§ EXERCISE DETAILS:
Format every line of the items below as a JSON list of strings, one string per line, and leave out blank lines.

(Stored records)
■ ■ ■ ■

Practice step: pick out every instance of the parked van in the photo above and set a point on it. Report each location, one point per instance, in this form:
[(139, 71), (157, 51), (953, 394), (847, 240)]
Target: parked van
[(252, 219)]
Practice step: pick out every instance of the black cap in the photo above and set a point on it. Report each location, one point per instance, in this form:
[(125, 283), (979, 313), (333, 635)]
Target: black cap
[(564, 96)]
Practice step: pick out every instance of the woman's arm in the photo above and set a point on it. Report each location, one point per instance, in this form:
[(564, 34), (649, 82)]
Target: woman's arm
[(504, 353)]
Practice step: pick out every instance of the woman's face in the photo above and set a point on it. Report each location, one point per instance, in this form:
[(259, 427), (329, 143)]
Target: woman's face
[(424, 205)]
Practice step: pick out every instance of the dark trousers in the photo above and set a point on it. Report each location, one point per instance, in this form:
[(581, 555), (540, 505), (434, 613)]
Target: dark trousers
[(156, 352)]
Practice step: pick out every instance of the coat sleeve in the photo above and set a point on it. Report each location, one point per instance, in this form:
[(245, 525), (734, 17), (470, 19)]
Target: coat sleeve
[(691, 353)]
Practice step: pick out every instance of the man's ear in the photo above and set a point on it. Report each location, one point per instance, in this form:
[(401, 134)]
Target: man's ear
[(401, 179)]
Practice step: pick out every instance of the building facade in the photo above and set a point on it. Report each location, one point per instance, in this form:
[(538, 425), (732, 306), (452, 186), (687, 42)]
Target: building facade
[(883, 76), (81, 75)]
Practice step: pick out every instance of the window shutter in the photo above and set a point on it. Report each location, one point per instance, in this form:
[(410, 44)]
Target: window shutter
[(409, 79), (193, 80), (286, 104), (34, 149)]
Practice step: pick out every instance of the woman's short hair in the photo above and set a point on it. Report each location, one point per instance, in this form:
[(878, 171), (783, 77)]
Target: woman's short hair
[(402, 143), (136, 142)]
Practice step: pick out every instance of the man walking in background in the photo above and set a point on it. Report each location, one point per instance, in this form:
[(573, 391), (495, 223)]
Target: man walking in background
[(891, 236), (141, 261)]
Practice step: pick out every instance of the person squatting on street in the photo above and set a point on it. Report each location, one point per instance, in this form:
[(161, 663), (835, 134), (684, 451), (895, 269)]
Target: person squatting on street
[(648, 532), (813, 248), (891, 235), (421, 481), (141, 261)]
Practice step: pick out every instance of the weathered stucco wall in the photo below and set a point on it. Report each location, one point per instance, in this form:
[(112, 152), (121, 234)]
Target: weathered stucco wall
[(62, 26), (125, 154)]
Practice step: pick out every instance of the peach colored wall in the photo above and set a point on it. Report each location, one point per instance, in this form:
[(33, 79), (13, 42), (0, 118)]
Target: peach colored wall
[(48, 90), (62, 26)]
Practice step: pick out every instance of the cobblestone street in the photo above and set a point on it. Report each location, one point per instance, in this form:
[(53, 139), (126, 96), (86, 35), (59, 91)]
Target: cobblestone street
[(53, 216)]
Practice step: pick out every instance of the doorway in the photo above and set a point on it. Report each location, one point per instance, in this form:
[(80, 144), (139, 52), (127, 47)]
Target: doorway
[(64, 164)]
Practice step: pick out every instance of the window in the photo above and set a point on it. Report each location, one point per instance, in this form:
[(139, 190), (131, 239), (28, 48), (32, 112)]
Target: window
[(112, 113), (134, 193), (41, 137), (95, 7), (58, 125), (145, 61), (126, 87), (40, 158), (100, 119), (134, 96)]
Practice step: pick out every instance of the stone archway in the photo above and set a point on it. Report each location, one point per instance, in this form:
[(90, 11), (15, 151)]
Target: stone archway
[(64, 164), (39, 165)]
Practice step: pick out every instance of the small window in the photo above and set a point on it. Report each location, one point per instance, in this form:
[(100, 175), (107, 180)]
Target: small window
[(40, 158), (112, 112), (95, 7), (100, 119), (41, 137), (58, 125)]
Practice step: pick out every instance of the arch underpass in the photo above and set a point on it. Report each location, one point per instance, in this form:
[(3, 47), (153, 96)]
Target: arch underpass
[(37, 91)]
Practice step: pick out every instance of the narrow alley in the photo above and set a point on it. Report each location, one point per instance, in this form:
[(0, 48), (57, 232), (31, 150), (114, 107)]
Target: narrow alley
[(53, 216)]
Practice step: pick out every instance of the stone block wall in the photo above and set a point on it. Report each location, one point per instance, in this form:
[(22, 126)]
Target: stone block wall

■ ■ ■ ■

§ RESULT OF THE TASK:
[
  "Practice step: pick out every instance of the parked van in the photo above and set a point on it. Report each location, one point per instance, in this form:",
  "[(139, 71), (157, 51), (953, 394), (847, 240)]",
  "Target: parked van",
  "[(252, 219)]",
  "Practice step: pick out every instance of the black cap in the photo above and set a point on it. Report each location, one point per instance, in this form:",
  "[(125, 283), (979, 313), (333, 635)]",
  "Target: black cap",
  "[(564, 96)]",
  "Practice step: pick out every instance of the woman's arm in the photo above and set a point on it. Report each location, one point per instance, in this form:",
  "[(564, 34), (649, 82)]",
  "Target: woman's arm",
  "[(504, 353)]",
  "Practice step: pick out every instance of the woman's face in the photo above and set a point on it. Report each location, one point per instance, in this form:",
  "[(259, 427), (329, 143)]",
  "Target: woman's face",
  "[(424, 205)]",
  "Practice step: pick out every instance of the dark trousers in the photo above and set a point on it. Report each location, one point per instance, in this form:",
  "[(581, 555), (540, 505), (434, 613)]",
  "Target: dark trousers",
  "[(156, 352)]",
  "Practice step: pick out every instance of the coat sleeve in the photo above and set a point on it. Report each location, one point per instance, in this form:",
  "[(245, 525), (734, 17), (470, 19)]",
  "Target: coat sleeve",
  "[(691, 353)]",
  "Practice step: pick out every instance of the man's ear in the photo above and set a point on it. Report each location, one point per instance, in this form:",
  "[(401, 134)]",
  "Target: man's ear",
  "[(401, 179)]",
  "Practice step: pick out every instance of the building facade in the photo above and set a point on it. Report each location, one point per instance, in this form:",
  "[(538, 425), (732, 306), (452, 186), (687, 42)]",
  "Target: building facade",
  "[(883, 76), (81, 75)]",
  "Practice step: pick out every instance of the window shutter in the photo above and set a point on it. Report each location, one point per instance, in this form:",
  "[(410, 44)]",
  "Target: window shutter",
  "[(409, 79), (193, 80), (286, 104), (34, 149)]",
  "Practice step: pick out every instance of the woman's short hair in the photo above and set a point on it. Report each location, one point per instance, in this form:",
  "[(878, 171), (783, 77)]",
  "Target: woman's short hair",
  "[(402, 143), (136, 142)]",
  "Practice step: pick out every instance of the man walking in background in the photo above and set a point on it. Report each location, one point per instance, in this form:",
  "[(573, 391), (495, 223)]",
  "Target: man walking in background",
  "[(891, 236), (141, 261)]",
  "Practice step: pick out every instance of the person squatting on street in the photo above and set a point on it. Report each location, one point per instance, in this form:",
  "[(161, 663), (835, 134), (684, 451), (895, 269)]",
  "Target: person squatting on street",
  "[(648, 532), (813, 248), (891, 235), (421, 481), (141, 261)]",
  "Practice step: pick out every instance of the weathered stucco wall in the photo below and set a point on it. Report each location, one point per instance, in this form:",
  "[(112, 152), (121, 234)]",
  "Target: weathered stucco wall",
  "[(62, 26), (125, 154)]",
  "Practice step: pick out every instance of the peach colored wall in the photo above and set a point on it. Report each location, one point per instance, in this form:",
  "[(33, 79), (13, 42), (0, 118)]",
  "Target: peach colored wall",
  "[(48, 90), (62, 26)]",
  "Practice step: pick out every instance of the cobblestone street in the photo above and set a point on it. Report each location, one point per instance, in this form:",
  "[(53, 139), (126, 96), (86, 35), (59, 91)]",
  "Target: cobblestone street",
  "[(53, 216)]",
  "Practice step: pick out every instance of the doorway in the photo above and set a point on it. Report each location, one point per instance, in this form:",
  "[(80, 144), (139, 52), (127, 47)]",
  "Target: doorway",
  "[(64, 164)]",
  "Practice step: pick out every instance of the window in the photo above and set a point on it. Report each location, one point per instance, in this form:",
  "[(139, 190), (131, 239), (28, 48), (32, 112)]",
  "Target: window",
  "[(112, 113), (134, 193), (41, 137), (95, 7), (58, 125), (145, 61), (126, 87), (40, 158), (100, 119), (134, 96)]",
  "Practice step: pick out every instance of the stone archway in the photo above and set a point on it. Report each location, one point per instance, in this form:",
  "[(90, 11), (15, 151)]",
  "Target: stone archway",
  "[(64, 164), (39, 165)]",
  "Practice step: pick out every instance of the small window in the photo above and set a point on it. Report each location, one point per instance, in this form:",
  "[(100, 175), (107, 180)]",
  "Target: small window",
  "[(40, 158), (112, 112), (95, 7), (100, 119), (41, 137), (58, 125)]",
  "Practice step: pick out every instance of the arch underpass in the photo above and set a point on it. Report each location, one point per instance, in this form:",
  "[(3, 47), (153, 96)]",
  "Target: arch underpass",
  "[(37, 91)]",
  "Practice step: pick out every instance of the narrow alley in the photo above and set a point on it. Report each location, one point per instance, in this form:",
  "[(0, 48), (57, 232), (31, 150), (114, 107)]",
  "Target: narrow alley",
  "[(53, 216)]",
  "Practice step: pick out every instance of the stone block wall in the photo above and set a point on it. Report each location, one point per instance, in this form:",
  "[(22, 126)]",
  "Target: stone block wall"
]